Reproduce every entry below exactly, minus the pictures.

[Stored data entries]

------------------------------------------------------------

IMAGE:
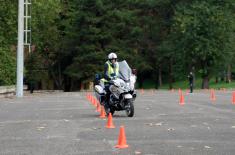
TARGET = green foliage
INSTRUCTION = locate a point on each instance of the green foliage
(201, 32)
(73, 38)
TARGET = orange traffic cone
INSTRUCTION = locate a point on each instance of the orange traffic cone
(98, 107)
(181, 99)
(121, 139)
(110, 122)
(213, 95)
(142, 91)
(102, 112)
(233, 98)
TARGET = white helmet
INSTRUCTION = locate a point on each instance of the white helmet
(112, 56)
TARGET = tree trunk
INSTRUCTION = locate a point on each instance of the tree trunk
(216, 79)
(170, 75)
(228, 77)
(160, 76)
(205, 82)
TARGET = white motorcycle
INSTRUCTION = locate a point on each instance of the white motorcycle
(121, 93)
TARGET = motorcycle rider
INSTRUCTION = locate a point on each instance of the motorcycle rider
(111, 70)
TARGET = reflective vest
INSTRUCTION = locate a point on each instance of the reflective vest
(111, 70)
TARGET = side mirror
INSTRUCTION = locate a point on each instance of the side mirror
(134, 71)
(97, 77)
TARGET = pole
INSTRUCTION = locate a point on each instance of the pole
(20, 50)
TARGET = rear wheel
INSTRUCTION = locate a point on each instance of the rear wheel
(108, 110)
(130, 108)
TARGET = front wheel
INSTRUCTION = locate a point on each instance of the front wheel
(130, 108)
(109, 110)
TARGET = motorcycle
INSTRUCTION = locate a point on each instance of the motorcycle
(121, 93)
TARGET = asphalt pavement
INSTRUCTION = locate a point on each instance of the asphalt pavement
(68, 124)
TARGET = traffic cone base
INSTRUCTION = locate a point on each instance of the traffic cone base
(110, 122)
(102, 113)
(122, 139)
(181, 99)
(233, 98)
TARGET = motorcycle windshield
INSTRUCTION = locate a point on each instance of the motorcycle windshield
(124, 71)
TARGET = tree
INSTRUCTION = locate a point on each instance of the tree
(201, 30)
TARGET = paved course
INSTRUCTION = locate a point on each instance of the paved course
(67, 124)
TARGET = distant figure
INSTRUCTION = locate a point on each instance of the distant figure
(190, 77)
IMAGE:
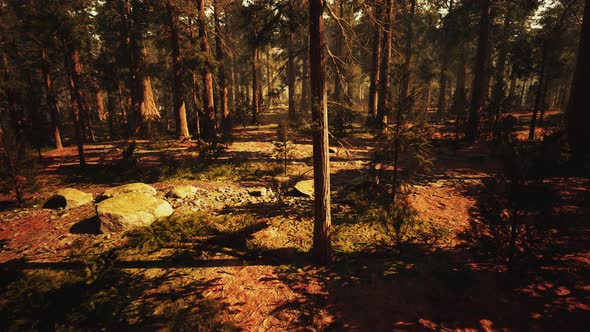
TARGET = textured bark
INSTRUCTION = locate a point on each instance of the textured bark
(498, 93)
(255, 87)
(540, 95)
(291, 76)
(177, 72)
(222, 73)
(405, 79)
(385, 80)
(268, 78)
(73, 72)
(51, 101)
(578, 110)
(375, 64)
(480, 77)
(305, 88)
(319, 109)
(460, 99)
(100, 104)
(444, 66)
(210, 118)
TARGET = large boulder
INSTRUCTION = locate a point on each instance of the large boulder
(182, 192)
(304, 187)
(127, 211)
(68, 198)
(137, 187)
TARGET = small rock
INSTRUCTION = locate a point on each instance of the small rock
(137, 187)
(182, 192)
(257, 191)
(68, 198)
(305, 187)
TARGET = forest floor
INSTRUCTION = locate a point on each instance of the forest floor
(252, 272)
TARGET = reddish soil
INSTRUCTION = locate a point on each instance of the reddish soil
(451, 287)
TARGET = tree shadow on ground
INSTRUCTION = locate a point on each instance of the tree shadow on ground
(104, 296)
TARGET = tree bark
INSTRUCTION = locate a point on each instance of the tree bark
(460, 99)
(222, 74)
(385, 80)
(51, 100)
(305, 88)
(540, 96)
(319, 109)
(255, 87)
(480, 80)
(375, 63)
(291, 75)
(405, 79)
(578, 110)
(210, 132)
(73, 72)
(177, 72)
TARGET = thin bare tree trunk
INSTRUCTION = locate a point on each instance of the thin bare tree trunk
(210, 131)
(405, 79)
(73, 71)
(255, 87)
(51, 101)
(305, 88)
(578, 110)
(480, 79)
(319, 110)
(385, 80)
(222, 75)
(177, 72)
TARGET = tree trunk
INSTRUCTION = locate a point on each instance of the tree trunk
(539, 97)
(197, 110)
(255, 87)
(498, 93)
(222, 74)
(319, 110)
(210, 132)
(305, 88)
(291, 76)
(479, 90)
(51, 101)
(578, 110)
(111, 101)
(268, 78)
(405, 80)
(375, 63)
(385, 93)
(73, 72)
(460, 100)
(177, 73)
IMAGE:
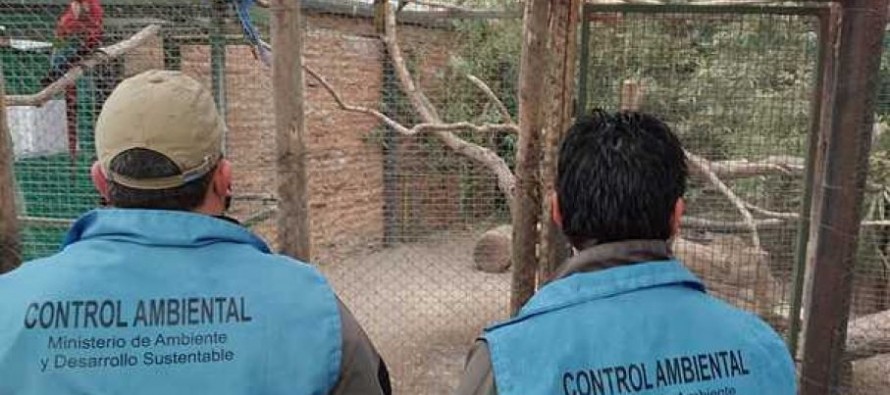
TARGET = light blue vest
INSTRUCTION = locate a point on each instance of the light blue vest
(644, 329)
(162, 302)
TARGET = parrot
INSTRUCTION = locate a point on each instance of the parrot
(78, 34)
(261, 49)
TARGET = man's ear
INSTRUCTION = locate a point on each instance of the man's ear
(555, 212)
(99, 179)
(677, 216)
(222, 180)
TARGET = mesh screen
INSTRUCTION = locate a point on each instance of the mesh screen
(395, 219)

------------------------------------------------------------

**Problem solution:**
IMAGE:
TARGET = green foliage
INSTRUCTION = locate a point on each instance of the green foliage
(201, 32)
(73, 38)
TARGET = orange traffic cone
INSTRUCTION = locate a point on each instance of the orange traffic cone
(98, 107)
(181, 99)
(121, 139)
(110, 122)
(213, 95)
(142, 91)
(102, 112)
(233, 98)
TARGET = white helmet
INSTRUCTION = locate a point on each instance of the white helmet
(112, 56)
TARGET = tree trunk
INSTRUCTION = locate a point on each instance of the tree trunk
(216, 79)
(170, 75)
(228, 77)
(160, 76)
(205, 82)
TARGET = white motorcycle
INSTRUCTION = locate a point on each instance of the white motorcycle
(121, 93)
TARGET = motorcycle rider
INSTRUCTION = locate a point on each instance of the motorcycle rider
(111, 70)
TARGET = reflective vest
INSTRUCTION = locate a point on each instance of the reflective vest
(111, 70)
TARGET = side mirror
INSTRUCTION = locate a point on each instance of the side mirror
(134, 71)
(97, 77)
TARGET = pole
INSTRUCTION = locate a point on each instance of the pole
(20, 50)
TARGET = rear wheel
INSTRUCTION = locate a point on each instance of the rear wheel
(108, 110)
(130, 108)
TARGET = front wheel
INSTRUCTION = locate a point on each instance of the front wheel
(130, 108)
(109, 110)
TARGET = motorcycle
INSTRUCTION = locate a point on each instance of the motorcycle
(121, 93)
TARGET = asphalt pavement
INSTRUCTION = locate a point on each instance of the asphalt pavement
(68, 124)
TARGET = traffic cone base
INSTRUCTION = locate a point on each instance of the traffic cone base
(110, 122)
(102, 113)
(122, 139)
(181, 99)
(233, 98)
TARGET = motorcycle windshield
INSTRUCTION = locate a point on each instance of the motorcycle windshield
(124, 71)
TARGET = tree
INSTRUCTION = locate a point on each instance of the tree
(201, 30)
TARGET = paved course
INSTRUCTION = locate a point on each instance of the paved course
(67, 124)
TARGET = distant figure
INSTRUCTION = locate a point on each instance of the distant figure
(190, 77)
IMAGE:
TARGET = textured bark
INSTRUCTION = locate a point on each instance of the textured bark
(498, 93)
(255, 87)
(540, 95)
(291, 76)
(177, 72)
(222, 73)
(405, 79)
(385, 80)
(268, 78)
(73, 72)
(51, 101)
(578, 110)
(375, 64)
(480, 77)
(305, 88)
(319, 109)
(460, 99)
(100, 104)
(444, 66)
(210, 118)
TARGET = large boulder
INSTRUCTION = locate a point on each instance of the large boulder
(182, 192)
(304, 187)
(127, 211)
(68, 198)
(137, 187)
TARGET = small rock
INSTRUCTION = locate a point on each instance of the small rock
(137, 187)
(182, 192)
(257, 191)
(68, 198)
(305, 187)
TARGET = forest floor
INSTRUCTION = locate a point on each instance of the forest floor
(252, 272)
TARGET = reddish soil
INSTRUCTION = locate a point on each instance of the reddish soil
(451, 287)
TARGET = tree shadow on ground
INSTRUCTION = locate a point on each instance of the tree shadow on ground
(104, 296)
TARGET = tree bark
INSTRUCTION = locate a point on each instance of the tree bark
(460, 99)
(222, 74)
(385, 80)
(51, 100)
(305, 88)
(540, 96)
(319, 109)
(255, 87)
(480, 80)
(375, 63)
(291, 75)
(405, 79)
(578, 110)
(210, 132)
(73, 72)
(177, 72)
TARGET = thin bare tree trunk
INSTRUCTION = locate a point on each instance of the thin bare tree trunk
(210, 131)
(405, 79)
(73, 71)
(255, 87)
(51, 101)
(305, 88)
(578, 110)
(480, 79)
(319, 110)
(385, 80)
(222, 75)
(177, 72)
TARGET = tree trunk
INSTRUCTION = locate a point on each instance of the tree trunk
(539, 97)
(197, 110)
(255, 87)
(498, 93)
(222, 74)
(319, 110)
(210, 132)
(305, 88)
(291, 76)
(479, 90)
(51, 101)
(578, 110)
(111, 101)
(268, 78)
(405, 80)
(375, 63)
(385, 93)
(73, 72)
(460, 100)
(177, 73)
IMAGE:
TARGET = light blue vest
INSTRUCTION = locate a point on each instance of the light blue vest
(644, 329)
(162, 302)
TARGET = parrot
INSTRUCTION = locate a point on each instance of the parrot
(78, 34)
(261, 49)
TARGET = man's ear
INSTRUCTION = locate a point on each instance of the man's ear
(555, 212)
(99, 179)
(677, 216)
(222, 180)
TARGET = mesh screen
INSTRUCTION = locate a point on each instance of the mesh screen
(395, 219)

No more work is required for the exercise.